— BEGIN Data provided —

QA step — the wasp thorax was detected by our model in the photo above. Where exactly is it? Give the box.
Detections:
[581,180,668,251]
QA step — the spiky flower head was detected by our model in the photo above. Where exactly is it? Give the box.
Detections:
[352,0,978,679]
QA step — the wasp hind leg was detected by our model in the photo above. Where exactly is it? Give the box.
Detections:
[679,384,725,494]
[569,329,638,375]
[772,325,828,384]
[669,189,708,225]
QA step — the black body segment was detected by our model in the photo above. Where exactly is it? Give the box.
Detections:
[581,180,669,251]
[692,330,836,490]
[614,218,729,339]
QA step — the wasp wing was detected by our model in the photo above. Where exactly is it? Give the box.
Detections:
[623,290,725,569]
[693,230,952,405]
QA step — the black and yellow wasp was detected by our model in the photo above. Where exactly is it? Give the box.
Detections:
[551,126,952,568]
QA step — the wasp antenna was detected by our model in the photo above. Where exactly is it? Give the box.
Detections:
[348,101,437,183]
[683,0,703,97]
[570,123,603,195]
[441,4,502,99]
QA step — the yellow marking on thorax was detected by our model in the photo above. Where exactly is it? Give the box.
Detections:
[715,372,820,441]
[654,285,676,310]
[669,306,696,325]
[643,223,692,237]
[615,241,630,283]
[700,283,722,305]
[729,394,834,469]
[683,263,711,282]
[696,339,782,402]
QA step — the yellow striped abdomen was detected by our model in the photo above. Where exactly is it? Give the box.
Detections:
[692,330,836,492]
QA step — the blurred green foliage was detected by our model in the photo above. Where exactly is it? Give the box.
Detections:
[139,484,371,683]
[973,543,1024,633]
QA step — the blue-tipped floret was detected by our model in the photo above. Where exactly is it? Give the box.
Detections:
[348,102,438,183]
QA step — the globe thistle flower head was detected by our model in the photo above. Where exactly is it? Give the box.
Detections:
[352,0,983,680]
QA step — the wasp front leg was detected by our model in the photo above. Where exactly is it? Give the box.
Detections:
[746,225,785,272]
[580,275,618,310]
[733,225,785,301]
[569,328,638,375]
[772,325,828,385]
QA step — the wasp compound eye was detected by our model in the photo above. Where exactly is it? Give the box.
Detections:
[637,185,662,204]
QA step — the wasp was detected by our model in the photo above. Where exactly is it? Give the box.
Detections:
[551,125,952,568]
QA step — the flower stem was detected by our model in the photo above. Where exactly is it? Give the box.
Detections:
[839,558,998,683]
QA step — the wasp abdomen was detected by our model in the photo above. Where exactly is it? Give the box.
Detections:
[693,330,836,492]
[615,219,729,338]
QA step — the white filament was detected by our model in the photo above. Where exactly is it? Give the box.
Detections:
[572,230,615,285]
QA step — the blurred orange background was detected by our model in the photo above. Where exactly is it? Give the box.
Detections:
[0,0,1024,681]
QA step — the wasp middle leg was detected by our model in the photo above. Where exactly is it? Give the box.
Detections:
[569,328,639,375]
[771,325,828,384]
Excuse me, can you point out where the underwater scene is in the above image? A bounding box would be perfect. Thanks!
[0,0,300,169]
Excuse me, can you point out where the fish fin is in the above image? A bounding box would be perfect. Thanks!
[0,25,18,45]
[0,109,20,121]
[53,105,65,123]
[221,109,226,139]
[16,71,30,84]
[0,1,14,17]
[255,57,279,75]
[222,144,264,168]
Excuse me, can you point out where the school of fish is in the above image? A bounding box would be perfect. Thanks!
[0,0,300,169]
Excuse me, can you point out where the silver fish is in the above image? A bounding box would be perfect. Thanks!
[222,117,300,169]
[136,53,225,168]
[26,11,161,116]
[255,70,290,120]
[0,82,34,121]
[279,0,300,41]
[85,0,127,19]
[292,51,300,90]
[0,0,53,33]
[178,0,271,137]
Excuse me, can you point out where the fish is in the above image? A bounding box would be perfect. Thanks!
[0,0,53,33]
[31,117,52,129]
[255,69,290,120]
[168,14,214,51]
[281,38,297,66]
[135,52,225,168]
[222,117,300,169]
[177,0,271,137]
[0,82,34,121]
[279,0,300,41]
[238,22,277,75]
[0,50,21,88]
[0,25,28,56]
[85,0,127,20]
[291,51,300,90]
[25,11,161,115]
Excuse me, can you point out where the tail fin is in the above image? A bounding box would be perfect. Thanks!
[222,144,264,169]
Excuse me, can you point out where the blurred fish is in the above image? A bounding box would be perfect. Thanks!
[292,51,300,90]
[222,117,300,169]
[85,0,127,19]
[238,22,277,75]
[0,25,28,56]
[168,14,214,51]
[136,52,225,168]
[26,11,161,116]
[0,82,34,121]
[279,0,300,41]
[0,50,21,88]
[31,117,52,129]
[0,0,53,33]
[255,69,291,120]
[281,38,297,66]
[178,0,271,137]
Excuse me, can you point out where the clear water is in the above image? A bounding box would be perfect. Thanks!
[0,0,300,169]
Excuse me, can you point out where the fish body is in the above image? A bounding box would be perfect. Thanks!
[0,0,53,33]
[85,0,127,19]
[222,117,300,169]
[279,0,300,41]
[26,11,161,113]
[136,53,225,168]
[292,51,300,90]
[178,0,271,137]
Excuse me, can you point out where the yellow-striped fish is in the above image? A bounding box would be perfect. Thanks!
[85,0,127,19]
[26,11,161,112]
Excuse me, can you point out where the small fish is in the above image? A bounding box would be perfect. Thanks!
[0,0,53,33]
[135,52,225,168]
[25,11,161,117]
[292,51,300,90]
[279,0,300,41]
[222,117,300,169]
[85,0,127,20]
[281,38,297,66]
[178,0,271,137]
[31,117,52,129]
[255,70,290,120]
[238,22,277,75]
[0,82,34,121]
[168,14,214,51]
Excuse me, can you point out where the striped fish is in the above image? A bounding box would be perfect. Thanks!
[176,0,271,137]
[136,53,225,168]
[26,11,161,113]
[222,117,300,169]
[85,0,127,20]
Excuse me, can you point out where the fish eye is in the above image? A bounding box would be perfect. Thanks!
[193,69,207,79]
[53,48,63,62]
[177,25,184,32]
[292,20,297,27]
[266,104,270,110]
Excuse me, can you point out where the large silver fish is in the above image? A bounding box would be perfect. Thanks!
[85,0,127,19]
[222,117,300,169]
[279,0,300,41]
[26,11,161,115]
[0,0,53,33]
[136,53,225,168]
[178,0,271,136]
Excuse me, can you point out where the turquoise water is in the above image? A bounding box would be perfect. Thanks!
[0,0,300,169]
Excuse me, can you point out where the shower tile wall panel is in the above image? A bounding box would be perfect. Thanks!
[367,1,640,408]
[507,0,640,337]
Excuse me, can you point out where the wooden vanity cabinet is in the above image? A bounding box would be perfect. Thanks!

— END Data provided —

[Description of the task] Lay out every line of the records above as a JSON list of strings, one string per line, leaving out blank lines.

[Solution below]
[
  "QA step — the wasp thorax was detected by our model in the photo above. Where exactly is it? Give the box.",
  "Detections:",
  "[581,180,668,251]",
  "QA step — the spiky flower head was detected by our model in the photo above. Where exactly is it? Give the box.",
  "Detections:",
  "[352,0,978,679]",
  "QA step — the wasp hind leg was detected by our model in the photo above. Where exactly is it? Give the box.",
  "Detections:",
  "[679,384,725,494]",
  "[569,329,638,375]",
  "[772,325,828,384]",
  "[669,189,708,225]",
  "QA step — the black body segment was detected by our model in the photo above. Where exactly is it? Give the box.",
  "Detections:",
  "[581,180,669,251]",
  "[692,330,836,490]",
  "[614,218,729,339]",
  "QA step — the wasp wing was detected by our model in the photo above. Where exactly is it? Give the box.",
  "Detections:",
  "[623,290,725,569]",
  "[693,230,952,405]",
  "QA step — the black and yellow wasp was detected by our model in the photo above. Where exactly is it? Give the box.",
  "Detections:",
  "[551,126,952,568]",
  "QA step — the wasp antenna was detected by our model in the photo above. Where exactly is it? Give the box.",
  "Detections:",
  "[348,101,437,183]",
  "[683,0,703,97]",
  "[570,123,603,195]",
  "[441,4,502,99]",
  "QA step — the yellow marking on thorax was detected by our model in the photo above. Where exactly is it? Give the box.",
  "Detections:",
  "[715,372,820,441]",
  "[654,285,676,310]",
  "[669,306,696,325]",
  "[643,223,692,237]",
  "[615,241,630,283]",
  "[700,283,722,305]",
  "[729,394,834,469]",
  "[683,263,711,282]",
  "[696,339,782,402]",
  "QA step — the yellow striped abdomen was detected by our model in the photo above. Where exactly is it? Give the box.",
  "Detections:",
  "[692,330,836,492]",
  "QA step — the blurred green foliage was detected by our model in the photo above. Where exactly is it? Give the box.",
  "Detections:",
  "[139,484,371,683]",
  "[973,543,1024,633]",
  "QA step — the blue-tipped floret was detected by our model in the photo above. Where exactly is it? Give the box.",
  "Detections:",
  "[348,102,438,183]",
  "QA step — the globe thistle flower head was detected by our model in the photo above. Where exactly is it? Give the box.",
  "Detections:",
  "[352,0,983,680]",
  "QA step — the wasp front leg was detected by our model in the photo above. Where exactly is it? Give the box.",
  "Detections:",
  "[746,225,785,272]",
  "[580,275,618,310]",
  "[733,225,785,301]",
  "[569,328,638,375]",
  "[772,325,828,385]",
  "QA step — the wasp compound eye was detected by our model in the photo above. Where exactly is it? Give the box.",
  "Detections:",
  "[637,185,662,204]",
  "QA step — the wasp was detected by our model in the photo above. Where exactly is it? Give the box.",
  "Detections:",
  "[551,125,952,568]",
  "QA step — the flower stem was detected by our model in the photo above. Where exactly is it? Give the box.",
  "Detections:",
  "[839,558,998,683]",
  "QA step — the wasp abdomen was detected by our model in the photo above. Where exactly is it? Give the box.",
  "Detections:",
  "[693,330,836,492]",
  "[615,219,729,338]",
  "QA step — the white filament was detected by our model in the photo above. Where exactly is it? Give the box.",
  "Detections:",
  "[572,230,615,285]",
  "QA step — the blurred orange background was detected by our model in the photo above. Where exactly is it? Give the box.",
  "Detections:",
  "[0,0,1024,681]",
  "QA step — the wasp middle leg was detected by our model in the photo above. Where exactly is it? Give the box.",
  "Detections:",
  "[569,328,639,375]",
  "[771,325,828,384]",
  "Excuse me, can you point out where the underwater scene is in the above image? A bounding box would be perfect. Thanks!",
  "[0,0,300,169]",
  "Excuse me, can you point out where the fish fin is in the above image? A bounding box would be perfect. Thanks!",
  "[0,25,18,45]",
  "[0,109,20,121]",
  "[53,105,65,123]",
  "[221,109,226,139]",
  "[16,71,30,84]",
  "[0,1,14,17]",
  "[255,57,279,75]",
  "[222,144,264,168]",
  "Excuse me, can you point out where the school of fish is in the above image? A bounding box would be perfect. Thanks!",
  "[0,0,300,169]",
  "Excuse me, can you point out where the silver fish is in the above image? A bounding box would be perfect. Thanks!",
  "[222,117,300,169]",
  "[136,53,225,168]",
  "[26,11,161,116]",
  "[255,70,290,120]",
  "[0,82,34,121]",
  "[279,0,300,41]",
  "[85,0,127,19]",
  "[292,51,300,90]",
  "[0,0,53,33]",
  "[178,0,271,137]",
  "Excuse me, can you point out where the fish is in the above image? A bounding box would be perfect. Thanks!",
  "[0,0,53,33]",
  "[31,117,52,129]",
  "[255,69,290,120]",
  "[168,14,214,51]",
  "[281,38,297,66]",
  "[135,52,225,168]",
  "[222,117,300,169]",
  "[177,0,271,137]",
  "[0,82,34,121]",
  "[279,0,300,41]",
  "[238,22,277,75]",
  "[0,50,21,88]",
  "[0,25,28,56]",
  "[85,0,127,20]",
  "[291,51,300,90]",
  "[25,11,161,115]",
  "Excuse me, can you point out where the tail fin is in the above image? A bounding box would be perfect. Thanks!",
  "[222,144,264,169]",
  "Excuse me, can you point out where the blurred fish is in the above image? A bounding box would be perfect. Thanks!",
  "[292,51,300,90]",
  "[222,117,300,169]",
  "[85,0,127,19]",
  "[238,22,277,75]",
  "[0,25,28,56]",
  "[168,14,214,51]",
  "[136,52,225,168]",
  "[26,11,161,116]",
  "[0,82,34,121]",
  "[279,0,300,41]",
  "[0,50,21,88]",
  "[31,117,52,129]",
  "[0,0,53,33]",
  "[255,69,291,120]",
  "[281,38,297,66]",
  "[178,0,271,137]",
  "Excuse me, can you point out where the clear water is in the above image? A bounding box would be perfect. Thanks!",
  "[0,0,300,169]",
  "Excuse me, can you point out where the fish body is in the above image? A bounding box would be perfect. Thanks!",
  "[0,0,53,33]",
  "[85,0,127,19]",
  "[222,117,300,169]",
  "[279,0,300,41]",
  "[26,11,161,113]",
  "[136,53,225,168]",
  "[292,51,300,90]",
  "[178,0,271,137]",
  "Excuse me, can you point out where the yellow-striped fish is in the above image? A bounding box would be perfect. Thanks!",
  "[85,0,127,19]",
  "[26,11,161,112]",
  "Excuse me, can you point out where the small fish is in the above image? A bounding box would be perfect. Thanks!",
  "[0,0,53,33]",
  "[135,52,225,168]",
  "[25,11,161,117]",
  "[292,51,300,90]",
  "[279,0,300,41]",
  "[222,117,300,169]",
  "[85,0,127,20]",
  "[281,38,297,66]",
  "[178,0,271,137]",
  "[31,117,52,129]",
  "[255,70,290,120]",
  "[238,22,277,75]",
  "[0,82,34,121]",
  "[168,14,214,51]",
  "Excuse me, can you point out where the striped fish is in the above image? A bounding box would be perfect. Thanks!",
  "[176,0,271,137]",
  "[136,53,225,168]",
  "[26,11,161,113]",
  "[222,117,300,169]",
  "[85,0,127,20]",
  "Excuse me, can you point out where the fish eye is in the above image? A bounding box would be perfect. Thanks!",
  "[193,69,207,79]",
  "[53,48,63,62]",
  "[177,25,184,32]",
  "[292,20,297,27]",
  "[266,104,270,110]",
  "Excuse me, can you point out where the large silver fish is in the above image? A bounding box would be perfect. Thanks!",
  "[85,0,127,19]",
  "[222,117,300,169]",
  "[279,0,300,41]",
  "[26,11,161,115]",
  "[0,0,53,33]",
  "[136,53,225,168]",
  "[178,0,271,136]",
  "Excuse me, can you point out where the turquoise water is in the above image? A bounding box would be perfect. Thanks!",
  "[0,0,300,169]",
  "Excuse me, can you point out where the shower tile wall panel is in the above image? A bounding box would be perfect. Thanks!",
  "[367,1,640,408]",
  "[507,0,640,337]",
  "Excuse me, can you point out where the wooden vanity cabinet is in the above image? A bounding box would be perfect. Thanks!"
]